**WHAT THE TASK REQUIRES**
From the first line to the last, transcribe the data exactly and skip the pictures.

Content starts

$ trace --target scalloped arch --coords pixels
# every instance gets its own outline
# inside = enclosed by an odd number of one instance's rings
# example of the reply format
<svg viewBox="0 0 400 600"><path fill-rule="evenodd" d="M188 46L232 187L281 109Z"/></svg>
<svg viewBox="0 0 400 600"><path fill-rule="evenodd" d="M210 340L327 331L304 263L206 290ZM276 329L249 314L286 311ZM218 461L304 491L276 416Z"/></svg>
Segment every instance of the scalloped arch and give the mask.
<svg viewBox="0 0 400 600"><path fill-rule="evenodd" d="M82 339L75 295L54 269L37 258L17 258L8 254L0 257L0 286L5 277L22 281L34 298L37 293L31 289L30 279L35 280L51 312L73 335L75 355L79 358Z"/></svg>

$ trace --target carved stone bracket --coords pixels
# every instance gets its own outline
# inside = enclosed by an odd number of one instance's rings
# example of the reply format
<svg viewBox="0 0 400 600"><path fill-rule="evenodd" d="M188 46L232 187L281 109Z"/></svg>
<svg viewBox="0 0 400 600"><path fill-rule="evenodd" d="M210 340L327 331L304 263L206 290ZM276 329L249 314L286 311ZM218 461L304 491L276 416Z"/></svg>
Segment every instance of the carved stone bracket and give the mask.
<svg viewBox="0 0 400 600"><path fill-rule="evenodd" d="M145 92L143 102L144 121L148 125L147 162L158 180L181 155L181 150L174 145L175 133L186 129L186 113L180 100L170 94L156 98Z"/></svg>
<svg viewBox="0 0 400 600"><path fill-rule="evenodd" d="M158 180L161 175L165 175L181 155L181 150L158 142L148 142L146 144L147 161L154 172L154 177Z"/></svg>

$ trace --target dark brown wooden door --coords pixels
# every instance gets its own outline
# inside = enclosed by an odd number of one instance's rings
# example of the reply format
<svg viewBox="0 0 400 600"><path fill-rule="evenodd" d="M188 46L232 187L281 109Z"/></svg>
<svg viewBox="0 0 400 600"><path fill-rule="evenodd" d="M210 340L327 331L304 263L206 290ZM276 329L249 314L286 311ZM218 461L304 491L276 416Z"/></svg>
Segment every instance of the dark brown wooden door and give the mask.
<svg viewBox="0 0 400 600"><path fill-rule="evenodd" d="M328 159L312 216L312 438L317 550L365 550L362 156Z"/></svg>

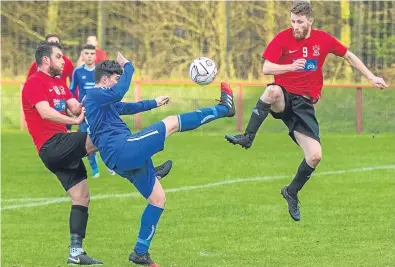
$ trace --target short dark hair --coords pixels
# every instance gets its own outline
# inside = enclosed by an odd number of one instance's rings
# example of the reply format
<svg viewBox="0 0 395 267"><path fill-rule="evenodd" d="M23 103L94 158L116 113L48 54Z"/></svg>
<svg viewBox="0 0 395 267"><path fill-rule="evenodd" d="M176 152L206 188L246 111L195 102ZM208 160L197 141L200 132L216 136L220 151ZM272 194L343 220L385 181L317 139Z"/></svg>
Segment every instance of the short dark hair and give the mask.
<svg viewBox="0 0 395 267"><path fill-rule="evenodd" d="M54 47L59 48L60 50L63 49L60 43L55 42L40 42L36 48L36 52L34 53L34 57L36 58L37 66L41 66L43 63L43 57L51 57L52 49Z"/></svg>
<svg viewBox="0 0 395 267"><path fill-rule="evenodd" d="M47 34L47 36L45 36L45 41L48 42L48 39L51 38L51 37L56 37L56 38L58 38L58 39L59 39L59 43L61 43L60 37L59 37L59 35L57 35L56 33Z"/></svg>
<svg viewBox="0 0 395 267"><path fill-rule="evenodd" d="M95 67L95 82L100 82L101 77L110 77L113 74L122 75L123 70L121 65L115 60L100 61Z"/></svg>
<svg viewBox="0 0 395 267"><path fill-rule="evenodd" d="M313 8L308 1L294 1L291 5L291 13L310 19L313 17Z"/></svg>
<svg viewBox="0 0 395 267"><path fill-rule="evenodd" d="M84 45L84 47L82 48L82 50L84 49L88 49L88 50L96 50L96 47L94 45L91 44L86 44Z"/></svg>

Content ends

**SOLUTION TO THIS PROBLEM**
$ trace --target scalloped arch --coords pixels
# every instance gets its own outline
# inside = enclosed by an odd number of one instance's rings
# example of the reply format
<svg viewBox="0 0 400 600"><path fill-rule="evenodd" d="M188 46L232 187L281 109Z"/></svg>
<svg viewBox="0 0 400 600"><path fill-rule="evenodd" d="M210 340L327 331L304 263L206 290ZM276 329L249 314L286 311ZM218 461L304 491L276 416Z"/></svg>
Segment every instance of the scalloped arch and give the mask.
<svg viewBox="0 0 400 600"><path fill-rule="evenodd" d="M82 339L75 295L54 269L37 258L17 258L8 254L0 257L0 286L5 277L22 281L34 298L37 293L31 289L30 279L35 280L51 312L73 335L75 355L79 358Z"/></svg>

$ trace --target carved stone bracket --coords pixels
# every instance gets its own outline
# inside = enclosed by an odd number of one instance's rings
# example of the reply format
<svg viewBox="0 0 400 600"><path fill-rule="evenodd" d="M188 46L232 187L281 109Z"/></svg>
<svg viewBox="0 0 400 600"><path fill-rule="evenodd" d="M210 340L327 331L304 263L206 290ZM276 329L249 314L286 311ZM218 461L304 491L276 416Z"/></svg>
Segment every instance of the carved stone bracket and give the mask.
<svg viewBox="0 0 400 600"><path fill-rule="evenodd" d="M145 92L143 102L144 121L148 125L147 162L158 180L181 155L181 150L174 145L175 133L186 129L186 113L180 100L170 94L156 98Z"/></svg>
<svg viewBox="0 0 400 600"><path fill-rule="evenodd" d="M158 180L161 175L165 175L181 155L181 150L158 142L148 142L146 144L147 161L154 172L154 177Z"/></svg>

$ trace --target dark brown wooden door --coords pixels
# every instance gets its own outline
# inside = enclosed by an odd number of one instance's rings
# example of the reply format
<svg viewBox="0 0 400 600"><path fill-rule="evenodd" d="M188 46L232 187L281 109Z"/></svg>
<svg viewBox="0 0 400 600"><path fill-rule="evenodd" d="M210 340L327 331L304 263L206 290ZM276 329L249 314L286 311ZM218 461L304 491L276 416Z"/></svg>
Segment every instance of the dark brown wooden door and give the mask.
<svg viewBox="0 0 400 600"><path fill-rule="evenodd" d="M328 159L312 216L312 438L317 550L365 550L362 156Z"/></svg>

$ trace --target short dark hair --coords pixels
# every instance gets its own outline
# inside = enclosed by an odd number of one instance's rings
# example of the reply format
<svg viewBox="0 0 395 267"><path fill-rule="evenodd" d="M23 103L94 158L116 113L48 54Z"/></svg>
<svg viewBox="0 0 395 267"><path fill-rule="evenodd" d="M176 152L206 188L246 111L195 102ZM208 160L197 141L200 132L216 136L220 151ZM272 194L343 220L385 181L317 139Z"/></svg>
Segment every instance of the short dark hair and give the mask.
<svg viewBox="0 0 395 267"><path fill-rule="evenodd" d="M54 47L59 48L60 50L63 49L60 43L55 42L40 42L36 48L36 52L34 53L34 57L36 58L37 66L41 66L43 63L43 57L51 57L52 49Z"/></svg>
<svg viewBox="0 0 395 267"><path fill-rule="evenodd" d="M47 34L47 36L45 36L45 41L48 42L48 39L51 38L51 37L56 37L56 38L58 38L58 39L59 39L59 43L61 43L60 37L59 37L59 35L57 35L56 33Z"/></svg>
<svg viewBox="0 0 395 267"><path fill-rule="evenodd" d="M95 67L95 82L100 82L101 77L110 77L113 74L122 75L123 70L121 65L115 60L100 61Z"/></svg>
<svg viewBox="0 0 395 267"><path fill-rule="evenodd" d="M313 8L308 1L294 1L291 5L291 13L310 19L313 17Z"/></svg>
<svg viewBox="0 0 395 267"><path fill-rule="evenodd" d="M84 45L84 47L82 48L82 50L84 49L88 49L88 50L96 50L96 47L94 45L91 44L86 44Z"/></svg>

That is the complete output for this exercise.